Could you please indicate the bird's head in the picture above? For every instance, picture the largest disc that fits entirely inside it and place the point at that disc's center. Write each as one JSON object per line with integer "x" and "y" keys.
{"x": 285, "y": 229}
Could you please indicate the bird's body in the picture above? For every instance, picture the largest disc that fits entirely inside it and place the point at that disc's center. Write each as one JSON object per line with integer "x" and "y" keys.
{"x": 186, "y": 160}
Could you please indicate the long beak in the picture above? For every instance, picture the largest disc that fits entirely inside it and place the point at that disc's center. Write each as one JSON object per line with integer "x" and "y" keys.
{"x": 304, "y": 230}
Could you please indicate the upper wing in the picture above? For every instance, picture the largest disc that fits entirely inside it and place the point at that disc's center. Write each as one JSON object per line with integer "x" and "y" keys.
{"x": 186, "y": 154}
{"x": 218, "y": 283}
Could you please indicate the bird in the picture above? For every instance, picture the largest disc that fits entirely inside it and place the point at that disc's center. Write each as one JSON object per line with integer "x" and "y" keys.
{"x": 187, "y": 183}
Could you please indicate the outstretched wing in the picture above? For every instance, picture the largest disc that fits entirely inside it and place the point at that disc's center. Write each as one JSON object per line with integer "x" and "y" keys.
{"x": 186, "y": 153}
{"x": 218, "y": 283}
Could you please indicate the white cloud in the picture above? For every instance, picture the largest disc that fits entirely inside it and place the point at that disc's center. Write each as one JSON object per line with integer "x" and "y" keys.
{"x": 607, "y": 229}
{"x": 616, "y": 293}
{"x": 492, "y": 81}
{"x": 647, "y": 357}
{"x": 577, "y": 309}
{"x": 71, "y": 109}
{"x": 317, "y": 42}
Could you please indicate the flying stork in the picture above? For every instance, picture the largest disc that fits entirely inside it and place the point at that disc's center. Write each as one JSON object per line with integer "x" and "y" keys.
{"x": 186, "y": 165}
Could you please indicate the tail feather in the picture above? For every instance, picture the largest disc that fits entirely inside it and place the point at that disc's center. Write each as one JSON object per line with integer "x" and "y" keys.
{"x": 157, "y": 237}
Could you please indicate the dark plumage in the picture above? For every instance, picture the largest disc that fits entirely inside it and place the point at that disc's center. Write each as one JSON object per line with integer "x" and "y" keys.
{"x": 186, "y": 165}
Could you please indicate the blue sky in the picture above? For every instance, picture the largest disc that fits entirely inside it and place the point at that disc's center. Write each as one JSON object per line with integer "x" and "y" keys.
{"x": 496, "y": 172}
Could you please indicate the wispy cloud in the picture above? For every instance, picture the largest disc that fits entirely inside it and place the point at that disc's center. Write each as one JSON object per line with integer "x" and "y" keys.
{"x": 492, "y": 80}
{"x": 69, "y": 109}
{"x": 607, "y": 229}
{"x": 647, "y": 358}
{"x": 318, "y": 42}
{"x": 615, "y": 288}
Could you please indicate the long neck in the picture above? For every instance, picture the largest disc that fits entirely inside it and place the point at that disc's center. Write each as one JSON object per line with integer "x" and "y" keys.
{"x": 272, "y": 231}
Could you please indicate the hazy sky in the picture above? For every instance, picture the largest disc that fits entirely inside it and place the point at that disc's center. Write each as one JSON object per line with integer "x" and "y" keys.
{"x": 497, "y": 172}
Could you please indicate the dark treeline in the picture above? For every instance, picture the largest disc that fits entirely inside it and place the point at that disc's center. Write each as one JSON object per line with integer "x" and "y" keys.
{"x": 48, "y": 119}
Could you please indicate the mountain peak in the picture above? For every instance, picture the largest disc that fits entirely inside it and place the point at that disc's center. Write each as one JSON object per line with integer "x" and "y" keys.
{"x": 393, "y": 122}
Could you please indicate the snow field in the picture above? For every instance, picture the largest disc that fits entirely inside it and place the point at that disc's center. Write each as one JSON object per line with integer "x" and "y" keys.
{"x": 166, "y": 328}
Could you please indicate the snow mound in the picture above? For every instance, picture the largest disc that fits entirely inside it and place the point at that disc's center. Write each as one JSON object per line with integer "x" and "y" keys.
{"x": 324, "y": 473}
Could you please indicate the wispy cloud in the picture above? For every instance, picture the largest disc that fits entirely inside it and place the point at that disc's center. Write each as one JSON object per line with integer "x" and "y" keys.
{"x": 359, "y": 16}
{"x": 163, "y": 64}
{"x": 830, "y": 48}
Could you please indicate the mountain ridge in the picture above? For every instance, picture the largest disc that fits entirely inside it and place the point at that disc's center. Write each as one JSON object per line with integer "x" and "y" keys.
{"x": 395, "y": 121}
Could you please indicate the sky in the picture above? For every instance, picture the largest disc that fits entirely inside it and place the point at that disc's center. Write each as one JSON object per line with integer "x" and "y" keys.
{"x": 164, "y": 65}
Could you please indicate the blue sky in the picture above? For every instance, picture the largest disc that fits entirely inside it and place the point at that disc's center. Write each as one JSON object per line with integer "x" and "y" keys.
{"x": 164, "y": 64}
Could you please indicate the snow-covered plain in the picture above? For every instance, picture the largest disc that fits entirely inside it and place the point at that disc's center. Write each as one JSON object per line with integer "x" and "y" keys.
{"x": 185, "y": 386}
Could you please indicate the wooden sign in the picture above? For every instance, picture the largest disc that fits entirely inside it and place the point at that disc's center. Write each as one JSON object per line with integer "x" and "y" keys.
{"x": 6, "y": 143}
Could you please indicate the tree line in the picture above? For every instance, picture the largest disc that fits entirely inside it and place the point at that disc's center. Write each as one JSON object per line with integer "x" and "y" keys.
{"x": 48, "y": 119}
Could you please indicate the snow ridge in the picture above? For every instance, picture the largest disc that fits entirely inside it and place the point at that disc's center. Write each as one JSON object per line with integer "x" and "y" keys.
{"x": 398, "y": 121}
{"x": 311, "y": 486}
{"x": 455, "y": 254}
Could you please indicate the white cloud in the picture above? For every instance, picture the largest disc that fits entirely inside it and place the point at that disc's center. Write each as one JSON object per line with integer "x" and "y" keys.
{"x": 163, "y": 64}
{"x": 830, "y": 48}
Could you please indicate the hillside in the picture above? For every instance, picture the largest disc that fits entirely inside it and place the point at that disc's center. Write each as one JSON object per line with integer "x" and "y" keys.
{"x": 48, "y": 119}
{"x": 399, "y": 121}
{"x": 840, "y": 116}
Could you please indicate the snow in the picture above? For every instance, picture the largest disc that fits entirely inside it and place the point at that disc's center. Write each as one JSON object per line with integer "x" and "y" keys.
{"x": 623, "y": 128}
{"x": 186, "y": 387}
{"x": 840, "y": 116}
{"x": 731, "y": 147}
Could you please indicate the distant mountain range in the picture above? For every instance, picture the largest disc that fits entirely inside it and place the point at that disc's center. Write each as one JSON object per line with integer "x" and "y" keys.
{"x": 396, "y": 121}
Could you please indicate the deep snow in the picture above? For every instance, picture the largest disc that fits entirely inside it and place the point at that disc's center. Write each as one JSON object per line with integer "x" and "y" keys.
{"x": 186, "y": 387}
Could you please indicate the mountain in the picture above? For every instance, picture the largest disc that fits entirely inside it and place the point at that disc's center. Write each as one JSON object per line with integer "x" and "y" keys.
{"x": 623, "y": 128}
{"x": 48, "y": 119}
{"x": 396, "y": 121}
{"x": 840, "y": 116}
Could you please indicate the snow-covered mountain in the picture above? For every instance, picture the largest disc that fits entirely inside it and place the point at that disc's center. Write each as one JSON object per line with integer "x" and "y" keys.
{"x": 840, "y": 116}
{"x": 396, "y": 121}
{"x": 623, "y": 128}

TASK PROMPT: Retyping the data above exactly and in full is the task.

ANSWER SPACE:
Could you please indicate the bird's head in the picture above? For every instance, picture the largest disc that fits entirely inside it and place the point at that disc's center. Write each as one JSON object per line with integer "x" and "y" keys.
{"x": 285, "y": 229}
Could you please indicate the bird's body in the picture above? For every instance, picture the largest disc that fits entirely inside it and place the point at that disc's center. Write each as one JSON object per line with integer "x" and "y" keys.
{"x": 186, "y": 160}
Could you please indicate the long beak in the picture above? For every instance, picture the largest disc that fits entirely inside it and place the point at that disc's center. Write each as one JSON object per line with integer "x" and "y" keys.
{"x": 304, "y": 230}
Could you please indicate the upper wing in the picture above? For every instance, picture the largest disc that fits entirely inside it and place the point at that disc's center. Write each as one JSON object per line with integer "x" and "y" keys.
{"x": 186, "y": 154}
{"x": 218, "y": 283}
Could you please indicate the bird in the picture above? For every instance, picture the largest disc that fits entirely inside it and place the point at that disc's center. Write each as one JSON object per line with integer "x" and "y" keys.
{"x": 187, "y": 183}
Could you please indicate the outstretched wing in the picture above? For every instance, picture the largest disc that fits entirely inside it and place the point at that disc's center. Write each as one JSON object per line with integer "x" and "y" keys.
{"x": 186, "y": 153}
{"x": 218, "y": 283}
Could you please indicate the white cloud in the picture above? For every instance, picture the largest disc that fits entirely inside it and place the point at that disc's center. Write each as one JSON object per line with integer "x" and "y" keys.
{"x": 607, "y": 229}
{"x": 616, "y": 293}
{"x": 492, "y": 81}
{"x": 647, "y": 357}
{"x": 577, "y": 309}
{"x": 71, "y": 109}
{"x": 317, "y": 42}
Could you please indicate the flying stork in the picture above? For every instance, picture the largest disc that fits entirely inside it and place the point at that disc's center. Write each as one JSON object per line with integer "x" and "y" keys.
{"x": 186, "y": 165}
Could you please indicate the tail feather in the picture above? For every instance, picture the largest disc that fits entirely inside it and place the point at that disc's center. Write each as one JSON object per line with integer "x" and "y" keys.
{"x": 157, "y": 237}
Could you please indicate the dark plumage in the picture above? For every instance, picture the largest disc that fits entirely inside it and place the point at that disc's center. Write each as one JSON object per line with integer "x" and "y" keys.
{"x": 186, "y": 165}
Could you please indicate the blue sky in the picture above? For every instance, picture the largest disc that fits entirely inside it and place the point at that disc's center. Write each as one JSON object per line with integer "x" and "y" keys.
{"x": 496, "y": 172}
Could you please indicate the wispy cloud in the picture above? For every instance, picture the largest disc that fits entirely inside it and place the point at that disc's center. Write each as one JSON object per line with integer "x" and "y" keys.
{"x": 492, "y": 80}
{"x": 69, "y": 109}
{"x": 607, "y": 229}
{"x": 647, "y": 358}
{"x": 318, "y": 42}
{"x": 615, "y": 288}
Could you please indicate the long neck in the picture above? For every instance, picture the largest disc that fits entirely inside it and place the point at that disc's center. Write each as one JSON object per line with integer "x" and "y" keys.
{"x": 272, "y": 231}
Could you please indicate the hazy sky in the picture above? For every instance, picture the largest disc that fits entirely inside it and place the point at that disc's center. Write each as one JSON object per line with integer "x" and "y" keys.
{"x": 497, "y": 172}
Could you please indicate the dark treeline in the picture above? For every instance, picture the largest disc that fits entirely inside it and place the point at that disc's center. Write each as one JSON object per line with integer "x" and "y" keys.
{"x": 48, "y": 119}
Could you please indicate the mountain peak in the picture above? For every instance, picture the largest disc that fits entirely inside it and place the point at that disc's center. Write each as one JSON object per line with integer "x" and "y" keys.
{"x": 393, "y": 122}
Could you please indicate the snow field in the picture above? For every instance, picture the largest disc that fits entirely inside it and place the point at that disc's center. Write each as one JSON object per line with integer "x" and "y" keys.
{"x": 166, "y": 328}
Could you please indicate the snow mound in the picture above? For every instance, picture the largest disc that fits entirely inside it and place the point at that disc's center. Write each as one JSON object per line with integer "x" and "y" keys.
{"x": 324, "y": 473}
Could you please indicate the wispy cloud in the picture above? For every instance, picture the largest disc that fits entirely inside it and place the point at that disc's center. Write each as one JSON object per line with integer "x" and "y" keys.
{"x": 359, "y": 16}
{"x": 163, "y": 64}
{"x": 830, "y": 48}
Could you please indicate the mountain ridge in the picture above? For every instance, picture the largest disc that fits entirely inside it and place the point at that disc's center. Write each as one JSON object per line with integer "x" and "y" keys.
{"x": 395, "y": 121}
Could you please indicate the sky in the picture above? For every instance, picture the largest disc that fits entirely inside it and place the point at that disc's center. Write each as one JSON object per line with integer "x" and "y" keys.
{"x": 164, "y": 65}
Could you please indicate the blue sky in the picture above? For every instance, picture the largest disc that fits entirely inside it and place the point at that disc's center. Write each as one JSON object per line with integer "x" and "y" keys.
{"x": 164, "y": 64}
Could you please indicate the snow-covered plain in the picture above? For every instance, picture the largest disc that fits entirely inside it and place the point at that disc's center. Write each as one JSON object per line with integer "x" and "y" keys.
{"x": 185, "y": 386}
Could you please indicate the wooden sign in the picture above? For every instance, picture the largest disc that fits entirely inside it and place the point at that disc's center. Write each as one JSON object per line with integer "x" and "y" keys.
{"x": 6, "y": 143}
Could you please indicate the tree line in the picture above? For every instance, picture the largest disc that fits entirely inside it and place the point at that disc's center. Write each as one JSON object per line with integer "x" and "y" keys.
{"x": 48, "y": 119}
Could you please indicate the snow ridge in the picture above? For every instance, picture the largest disc that fits entirely inside it and place the point at that disc's center. Write each as one JSON object per line with integer "x" and "y" keys.
{"x": 398, "y": 121}
{"x": 311, "y": 486}
{"x": 455, "y": 254}
Could you please indicate the white cloud in the picture above? For every instance, picture the largest disc that fits entirely inside it and place the point at that disc's center. Write each as one JSON object per line with integer "x" and "y" keys.
{"x": 163, "y": 64}
{"x": 830, "y": 48}
Could you please indicate the hillside in the picture above? For every instance, picture the largest disc that fits entirely inside it and place the point at that disc's center. Write each as one JSON object per line with integer "x" and "y" keys.
{"x": 48, "y": 119}
{"x": 399, "y": 121}
{"x": 840, "y": 116}
Could you please indicate the snow in the picture above? For every instance, picture the largest disc that fits entirely inside it and place the point at that disc's center. Write each as one JSON object per line with integer "x" and "y" keys.
{"x": 623, "y": 128}
{"x": 186, "y": 387}
{"x": 840, "y": 116}
{"x": 731, "y": 147}
Could you please indicate the distant mountain range in the picture above? For every instance, picture the largest disc that fits entirely inside it and place the point at that disc's center. Write each as one JSON object per line with integer "x" and "y" keys.
{"x": 396, "y": 121}
Could you please indicate the deep snow in the picture above? For every instance, picture the largest disc that fits entirely inside it and place the point at that disc's center. Write each as one JSON object per line with integer "x" and "y" keys.
{"x": 186, "y": 387}
Could you please indicate the mountain in the picture above? For every instance, picture the largest disc that fits entirely inside it and place the point at that disc's center. Write each as one JSON object per line with integer "x" and "y" keys.
{"x": 623, "y": 128}
{"x": 48, "y": 119}
{"x": 396, "y": 121}
{"x": 840, "y": 116}
Could you please indicate the snow-covered mountain in the picture above? For every instance, picture the largest disc that fits entirely inside it and place the point at that disc's center. Write each as one JSON object per line with integer "x" and "y" keys.
{"x": 840, "y": 116}
{"x": 396, "y": 121}
{"x": 623, "y": 128}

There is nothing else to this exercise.